● Text passage

Given all of the above variables, it makes sense to have a sliding scale for consulting rates that takes these factors into account.

Annual Cost of Delivering Technology Services – $20,000

Even a small one-person shop can have a long list of expenses associated with operating their business. Here are some examples showing the typical cost per year of basic services. The expenses below come to about 20,000. So, a typical consultant will want to bring in about $70,000 per year to earn about $50,000 after they pay their expenses. Then plan on another $14,000 paid out in taxes for an annual income of about $36,000 per year. This assumes the consultant is charging $80 per hour and able to have about 4 billable hours per day.

  • Accounting – $720. Most online accounting services have a monthly fee. It’s not uncommon to spend $30 per month for systems that will help create invoices and take payments. In addition to this, most small business have at least a tax accountant who helps with their books annually for a fee that can be $360 per year.
  • Advertising and Web Hosting – $360. Website hosting, business cards, and other similar advertising expenses can be several hundred dollars per year if you have multiple websites.
  • Asset Tracking and Inventory – $2,400. Software and services are available that help maintain inventory and system status of customer computers. Such services can cost $200 per month or more.
  • Automobile – $6,000. Most service businesses rely on having fairly new vehicles that are either purchased or leased to ensure reliability and safety of use year-round. A new clean vehicle helps convey something about a consultant’s care for their own property, attention to detail, and business success. Such vehicles are sometimes stored indoors to ensure that tools and electronics remain in a secure climate-controlled environment. The cost of purchase, operation, maintenance, and care for business vehicles can be $400 to $500 per month for fuel, maintenance, insurance, payments, and upkeep.
  • Communications – $1,440. Consultants using cellular data services, smart phones, tablets, and mobile hot spots, may spend over $120 per month. Particularly if there are two or more phones needed.
  • Customer Service – $360. Tracking customer requests and providing follow-up is often done using an online support portal such as Zen Desk. Such services can cost $30 or more per month.
  • Equipment – $3,600. The cost of replacing computers, tablets, phones, and other equipment on a 4-5 year cycle can be several thousand dollars per year.

[Stored data entries]
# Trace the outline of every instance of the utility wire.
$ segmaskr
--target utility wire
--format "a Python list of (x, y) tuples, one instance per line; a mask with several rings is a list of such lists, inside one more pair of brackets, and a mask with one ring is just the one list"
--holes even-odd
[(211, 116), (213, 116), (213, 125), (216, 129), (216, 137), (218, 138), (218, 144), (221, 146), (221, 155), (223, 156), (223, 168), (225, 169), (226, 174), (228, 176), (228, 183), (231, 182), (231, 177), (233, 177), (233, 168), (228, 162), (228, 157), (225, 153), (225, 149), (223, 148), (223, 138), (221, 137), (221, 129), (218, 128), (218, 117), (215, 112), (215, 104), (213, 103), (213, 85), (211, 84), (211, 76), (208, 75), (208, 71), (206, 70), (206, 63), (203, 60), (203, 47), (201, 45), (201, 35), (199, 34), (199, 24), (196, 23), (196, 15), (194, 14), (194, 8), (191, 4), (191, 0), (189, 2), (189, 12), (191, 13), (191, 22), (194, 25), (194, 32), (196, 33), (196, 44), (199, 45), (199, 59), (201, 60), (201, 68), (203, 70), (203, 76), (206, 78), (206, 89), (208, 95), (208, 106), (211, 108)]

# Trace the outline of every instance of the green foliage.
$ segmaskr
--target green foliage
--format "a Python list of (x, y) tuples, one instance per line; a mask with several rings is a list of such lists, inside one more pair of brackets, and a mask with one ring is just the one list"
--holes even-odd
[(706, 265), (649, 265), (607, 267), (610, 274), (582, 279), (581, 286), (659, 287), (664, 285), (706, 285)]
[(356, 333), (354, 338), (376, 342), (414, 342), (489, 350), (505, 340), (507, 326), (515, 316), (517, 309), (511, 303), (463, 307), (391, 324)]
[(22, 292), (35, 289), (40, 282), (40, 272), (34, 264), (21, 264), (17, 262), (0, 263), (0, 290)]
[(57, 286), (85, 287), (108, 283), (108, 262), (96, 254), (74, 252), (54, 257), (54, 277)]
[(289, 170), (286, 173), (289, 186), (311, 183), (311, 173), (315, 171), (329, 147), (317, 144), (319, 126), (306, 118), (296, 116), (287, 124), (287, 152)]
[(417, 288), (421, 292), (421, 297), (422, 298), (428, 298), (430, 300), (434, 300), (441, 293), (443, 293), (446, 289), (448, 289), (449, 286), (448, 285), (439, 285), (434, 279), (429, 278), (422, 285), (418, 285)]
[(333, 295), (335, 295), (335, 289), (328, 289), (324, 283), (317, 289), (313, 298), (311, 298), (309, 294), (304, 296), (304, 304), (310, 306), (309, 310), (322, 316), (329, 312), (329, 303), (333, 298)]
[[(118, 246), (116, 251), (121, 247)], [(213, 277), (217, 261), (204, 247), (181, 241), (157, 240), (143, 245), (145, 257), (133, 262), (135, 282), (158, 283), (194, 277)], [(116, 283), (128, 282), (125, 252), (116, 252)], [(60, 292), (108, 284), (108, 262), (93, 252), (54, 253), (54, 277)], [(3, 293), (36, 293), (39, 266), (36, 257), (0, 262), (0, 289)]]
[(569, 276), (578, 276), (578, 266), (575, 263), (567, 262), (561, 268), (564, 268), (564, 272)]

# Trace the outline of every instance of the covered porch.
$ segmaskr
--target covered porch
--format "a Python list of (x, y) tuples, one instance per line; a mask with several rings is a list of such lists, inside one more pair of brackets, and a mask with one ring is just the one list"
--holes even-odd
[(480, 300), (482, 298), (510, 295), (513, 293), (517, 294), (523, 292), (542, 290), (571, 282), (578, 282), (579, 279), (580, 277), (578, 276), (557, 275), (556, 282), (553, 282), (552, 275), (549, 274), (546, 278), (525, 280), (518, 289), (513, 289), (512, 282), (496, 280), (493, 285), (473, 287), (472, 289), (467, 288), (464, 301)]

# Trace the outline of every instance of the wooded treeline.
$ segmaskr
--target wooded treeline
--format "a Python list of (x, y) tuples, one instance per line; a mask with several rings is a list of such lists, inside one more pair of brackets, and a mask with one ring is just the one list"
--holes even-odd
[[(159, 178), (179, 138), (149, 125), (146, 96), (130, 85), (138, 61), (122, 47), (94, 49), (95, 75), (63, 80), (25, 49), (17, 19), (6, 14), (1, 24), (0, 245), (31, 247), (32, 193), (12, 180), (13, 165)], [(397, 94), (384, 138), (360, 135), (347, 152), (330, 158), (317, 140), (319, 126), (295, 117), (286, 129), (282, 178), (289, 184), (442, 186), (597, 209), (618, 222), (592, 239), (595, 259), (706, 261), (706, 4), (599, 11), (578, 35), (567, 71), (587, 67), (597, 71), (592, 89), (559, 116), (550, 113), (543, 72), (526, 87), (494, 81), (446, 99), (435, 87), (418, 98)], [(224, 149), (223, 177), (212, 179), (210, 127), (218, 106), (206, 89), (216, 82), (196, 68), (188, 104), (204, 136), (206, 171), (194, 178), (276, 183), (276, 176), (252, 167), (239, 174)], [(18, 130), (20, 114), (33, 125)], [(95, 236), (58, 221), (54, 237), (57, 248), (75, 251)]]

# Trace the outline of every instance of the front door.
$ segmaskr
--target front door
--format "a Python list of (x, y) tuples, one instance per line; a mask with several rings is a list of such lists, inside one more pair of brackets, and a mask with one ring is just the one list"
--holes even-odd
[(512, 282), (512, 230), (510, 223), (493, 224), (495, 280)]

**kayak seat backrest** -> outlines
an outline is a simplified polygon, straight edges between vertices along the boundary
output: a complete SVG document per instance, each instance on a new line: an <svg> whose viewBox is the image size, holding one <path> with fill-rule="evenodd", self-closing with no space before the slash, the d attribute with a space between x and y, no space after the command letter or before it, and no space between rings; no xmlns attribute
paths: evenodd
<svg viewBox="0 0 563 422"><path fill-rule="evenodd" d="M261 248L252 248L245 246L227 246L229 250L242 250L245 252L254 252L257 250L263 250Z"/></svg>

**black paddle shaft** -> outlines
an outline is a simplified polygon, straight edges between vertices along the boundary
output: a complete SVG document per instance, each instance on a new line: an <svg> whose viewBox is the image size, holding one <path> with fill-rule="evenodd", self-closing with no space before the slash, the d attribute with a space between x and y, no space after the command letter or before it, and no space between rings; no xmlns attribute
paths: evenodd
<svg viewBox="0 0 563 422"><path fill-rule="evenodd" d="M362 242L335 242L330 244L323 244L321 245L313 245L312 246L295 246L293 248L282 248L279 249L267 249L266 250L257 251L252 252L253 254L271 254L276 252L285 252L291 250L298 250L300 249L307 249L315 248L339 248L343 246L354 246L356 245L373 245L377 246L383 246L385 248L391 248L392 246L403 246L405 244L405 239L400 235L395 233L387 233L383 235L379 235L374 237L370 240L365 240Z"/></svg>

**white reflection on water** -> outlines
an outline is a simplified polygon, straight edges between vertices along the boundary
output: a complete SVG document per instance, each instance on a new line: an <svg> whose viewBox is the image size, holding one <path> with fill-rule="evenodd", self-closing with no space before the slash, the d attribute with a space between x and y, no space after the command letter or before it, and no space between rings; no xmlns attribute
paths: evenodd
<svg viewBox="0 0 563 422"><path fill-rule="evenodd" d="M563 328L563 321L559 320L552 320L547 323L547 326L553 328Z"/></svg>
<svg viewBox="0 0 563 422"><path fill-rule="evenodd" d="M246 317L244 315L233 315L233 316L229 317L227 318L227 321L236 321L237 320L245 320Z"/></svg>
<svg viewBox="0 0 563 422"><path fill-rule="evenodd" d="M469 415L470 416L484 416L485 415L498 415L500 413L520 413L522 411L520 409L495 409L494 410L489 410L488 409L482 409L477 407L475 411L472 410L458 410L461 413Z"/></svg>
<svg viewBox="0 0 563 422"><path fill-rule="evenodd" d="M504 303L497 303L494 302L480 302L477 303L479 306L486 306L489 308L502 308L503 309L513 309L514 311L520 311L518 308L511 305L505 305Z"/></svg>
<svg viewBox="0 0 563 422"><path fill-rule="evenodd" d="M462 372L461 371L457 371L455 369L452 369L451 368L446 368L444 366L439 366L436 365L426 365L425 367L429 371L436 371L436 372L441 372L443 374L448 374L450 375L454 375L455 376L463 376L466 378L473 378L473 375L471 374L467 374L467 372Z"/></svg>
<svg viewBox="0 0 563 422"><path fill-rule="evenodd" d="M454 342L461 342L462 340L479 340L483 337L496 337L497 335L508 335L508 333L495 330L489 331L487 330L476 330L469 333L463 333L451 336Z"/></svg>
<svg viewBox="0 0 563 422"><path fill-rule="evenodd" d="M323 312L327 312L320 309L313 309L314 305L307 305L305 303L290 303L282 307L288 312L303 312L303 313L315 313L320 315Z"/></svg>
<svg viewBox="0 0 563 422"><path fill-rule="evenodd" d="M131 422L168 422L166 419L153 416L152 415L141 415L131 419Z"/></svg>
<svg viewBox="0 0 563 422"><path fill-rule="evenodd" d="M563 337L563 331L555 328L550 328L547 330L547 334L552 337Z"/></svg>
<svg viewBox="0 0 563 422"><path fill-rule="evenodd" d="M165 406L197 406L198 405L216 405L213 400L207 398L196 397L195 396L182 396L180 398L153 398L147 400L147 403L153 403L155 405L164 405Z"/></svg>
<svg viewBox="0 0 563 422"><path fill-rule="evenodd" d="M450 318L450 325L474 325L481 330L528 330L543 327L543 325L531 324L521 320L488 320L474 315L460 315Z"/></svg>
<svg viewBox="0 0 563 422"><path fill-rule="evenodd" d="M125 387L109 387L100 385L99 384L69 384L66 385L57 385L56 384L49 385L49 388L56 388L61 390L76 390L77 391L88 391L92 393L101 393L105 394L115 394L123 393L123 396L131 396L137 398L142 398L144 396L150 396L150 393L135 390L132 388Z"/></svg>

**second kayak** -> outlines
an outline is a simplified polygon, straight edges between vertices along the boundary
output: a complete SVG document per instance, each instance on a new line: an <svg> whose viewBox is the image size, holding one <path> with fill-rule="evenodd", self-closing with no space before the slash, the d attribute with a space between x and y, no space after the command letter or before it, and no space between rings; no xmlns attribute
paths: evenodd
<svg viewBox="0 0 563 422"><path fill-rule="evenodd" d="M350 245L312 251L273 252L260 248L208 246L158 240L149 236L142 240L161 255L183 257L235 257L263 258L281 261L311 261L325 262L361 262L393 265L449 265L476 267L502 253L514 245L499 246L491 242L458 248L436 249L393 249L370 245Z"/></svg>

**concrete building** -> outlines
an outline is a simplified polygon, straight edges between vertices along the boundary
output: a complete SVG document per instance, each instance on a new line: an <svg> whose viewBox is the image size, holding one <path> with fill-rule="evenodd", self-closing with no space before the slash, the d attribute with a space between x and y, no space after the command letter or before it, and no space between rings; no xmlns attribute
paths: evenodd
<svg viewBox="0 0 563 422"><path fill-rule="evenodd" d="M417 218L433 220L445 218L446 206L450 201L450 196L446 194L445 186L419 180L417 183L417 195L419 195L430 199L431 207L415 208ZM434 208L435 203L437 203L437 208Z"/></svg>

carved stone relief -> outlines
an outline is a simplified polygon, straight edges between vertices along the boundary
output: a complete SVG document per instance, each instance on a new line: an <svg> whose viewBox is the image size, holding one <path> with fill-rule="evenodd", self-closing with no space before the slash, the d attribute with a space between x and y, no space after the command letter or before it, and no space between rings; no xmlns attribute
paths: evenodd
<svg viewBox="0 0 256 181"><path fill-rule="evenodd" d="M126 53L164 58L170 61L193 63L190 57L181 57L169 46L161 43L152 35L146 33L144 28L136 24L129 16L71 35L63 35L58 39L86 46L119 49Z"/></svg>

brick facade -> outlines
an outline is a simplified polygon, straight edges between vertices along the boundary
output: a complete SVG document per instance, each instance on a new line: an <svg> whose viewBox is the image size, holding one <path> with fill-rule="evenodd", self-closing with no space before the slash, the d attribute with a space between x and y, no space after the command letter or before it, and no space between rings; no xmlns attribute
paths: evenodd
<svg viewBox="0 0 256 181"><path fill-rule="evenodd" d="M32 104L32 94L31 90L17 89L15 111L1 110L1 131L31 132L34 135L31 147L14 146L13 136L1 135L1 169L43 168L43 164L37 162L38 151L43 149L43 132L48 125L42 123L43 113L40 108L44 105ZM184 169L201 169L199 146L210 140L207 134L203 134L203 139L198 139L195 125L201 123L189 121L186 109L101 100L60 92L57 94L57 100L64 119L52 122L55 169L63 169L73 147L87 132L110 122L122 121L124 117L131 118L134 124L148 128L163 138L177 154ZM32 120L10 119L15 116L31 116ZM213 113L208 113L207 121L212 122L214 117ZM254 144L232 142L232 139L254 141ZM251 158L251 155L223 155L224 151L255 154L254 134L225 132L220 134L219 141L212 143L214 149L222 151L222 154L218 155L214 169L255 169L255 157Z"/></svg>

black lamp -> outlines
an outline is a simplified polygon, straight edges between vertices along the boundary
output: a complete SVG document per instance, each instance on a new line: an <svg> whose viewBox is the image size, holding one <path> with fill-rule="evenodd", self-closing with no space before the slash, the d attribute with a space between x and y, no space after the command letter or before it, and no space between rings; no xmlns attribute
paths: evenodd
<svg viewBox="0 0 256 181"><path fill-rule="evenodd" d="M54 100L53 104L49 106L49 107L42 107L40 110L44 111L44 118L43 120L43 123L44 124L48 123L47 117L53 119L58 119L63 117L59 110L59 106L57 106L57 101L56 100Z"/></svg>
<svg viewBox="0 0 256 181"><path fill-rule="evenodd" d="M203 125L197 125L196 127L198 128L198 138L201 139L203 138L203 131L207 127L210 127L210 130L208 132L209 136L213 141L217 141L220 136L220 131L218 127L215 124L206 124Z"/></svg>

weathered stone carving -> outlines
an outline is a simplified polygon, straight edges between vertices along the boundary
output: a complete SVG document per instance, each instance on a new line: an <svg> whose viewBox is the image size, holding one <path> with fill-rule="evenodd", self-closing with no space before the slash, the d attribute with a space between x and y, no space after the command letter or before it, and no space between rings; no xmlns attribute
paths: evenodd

● What the task requires
Please continue the text on the yearly costs of a technology consulting business, starting right after its last sentence.

● Response to the task
  • Internet – $840. Those providing technology services will typically pay a higher monthly fee so they can have very high speed internet.
  • Office Space – $3,600. Most consultants have an office space of some kind. Either a dedicated space in their home, or a rented commercial office space. This cost could be several hundred dollars per month or more either as a commercial rental cost or as a portion of mortgage or rent.
  • Remote Support – $600. With technology consulting, it’s common to use some kind of remote support software. This can cost $30 to $50 per month depending on the service used.
  • Software $360. It’s not uncommon for a small business to pay $100 per year for Microsoft Office 365, as well as renewal fees for other software that’s used for providing technology services like data recovery.
  • Training – $600. Ongoing training and professional development can cost thousands of dollars per year. Or, with online ongoing self-study, this cost could be eliminated.

Challenges With Billing

One of the greatest challenges with billing is knowing how to charge for shorter service calls.

  • Travel Time. On-site support calls can sometimes take less time on-site than the round-trip travel time. From the customer’s perspective, they may have only received 10 minutes of help, so they might feel reluctant to pay for an hour to cover the 20 minutes in transit each way.
  • Short Support Sessions. Brief support sessions over the phone are equally challenging to charge for. Should there be a fee for a 5-minute support call? What about a 10-minute support call? What should the threshold be? It’s not uncommon to spend several hours a day on short phone calls, email exchanges, and text messages.
  • Competing With Free Services. When shopping in a big box store, we’re used to getting an abundance of free advice when making a purchase, and even afterwards to get help with setup, basic usage questions, and troubleshooting. Such stores typically make enough on the sale of products to cover the cost of offering other services for free.
  • Compensation for Brief Follow-up Calls. Some consultants will adjust their hourly rates to cover for brief follow-up questions and support requests. So, instead of charging $60 per hour, they might charge $80 per hour so that a 3-hour session will cost $240 and that can make it possible to not charge for a few simple follow-up questions later.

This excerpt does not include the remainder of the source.